START Records shown

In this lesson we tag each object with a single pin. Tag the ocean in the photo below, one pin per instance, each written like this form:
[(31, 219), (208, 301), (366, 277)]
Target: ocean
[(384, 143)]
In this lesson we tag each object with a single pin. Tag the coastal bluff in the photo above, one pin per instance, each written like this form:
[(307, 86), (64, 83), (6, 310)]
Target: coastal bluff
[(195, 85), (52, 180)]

END Records shown
START Records shown

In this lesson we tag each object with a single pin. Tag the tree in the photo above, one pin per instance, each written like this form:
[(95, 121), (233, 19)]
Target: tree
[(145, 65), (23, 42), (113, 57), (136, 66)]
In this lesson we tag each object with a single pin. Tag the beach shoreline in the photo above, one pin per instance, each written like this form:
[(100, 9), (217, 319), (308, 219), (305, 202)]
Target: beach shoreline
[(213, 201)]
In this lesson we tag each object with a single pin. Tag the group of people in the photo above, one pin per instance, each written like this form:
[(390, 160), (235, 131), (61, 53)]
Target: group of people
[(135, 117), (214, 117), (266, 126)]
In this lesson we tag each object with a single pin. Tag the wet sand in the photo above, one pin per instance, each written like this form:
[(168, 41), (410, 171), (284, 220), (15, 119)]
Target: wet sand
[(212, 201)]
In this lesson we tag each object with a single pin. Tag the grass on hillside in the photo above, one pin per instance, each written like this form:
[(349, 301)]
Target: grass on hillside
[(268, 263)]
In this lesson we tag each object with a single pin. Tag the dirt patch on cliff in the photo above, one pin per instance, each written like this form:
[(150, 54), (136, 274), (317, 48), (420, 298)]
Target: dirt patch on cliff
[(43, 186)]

END Records shown

#### Try it
Filter the entries down to the lines with the word "single" in them.

#### Solution for this task
In this lesson we tag each object with a single pin. Tag the ocean in the photo below, one pin per instance, each written like this form:
In this lesson we tag each object with a single pin. Tag the coastal bluff in the photo above, one pin per instance, each written like this form:
In this lesson we tag each object with a single pin. Tag the tree in the photo above, one pin per instance, each written like this form:
In this lesson we tag each object with a single pin. Tag the beach shoreline in the photo above, one pin per instance, each written like this form:
In this lesson we tag each object with a single pin. Tag the group of people in the photo above, one pin per instance, each written like this form:
In this lesson we tag each object with a single pin. Tag the wet sand in the photo above, one pin per instance, each written like this form:
In this lesson we tag each object with a single pin. Tag the grass on hillside in the photo above, one pin per instance, each written like this form:
In this lesson we tag each object with a single pin. Tag the dirt patch on cliff in the photo above, one pin per instance, each written like this form:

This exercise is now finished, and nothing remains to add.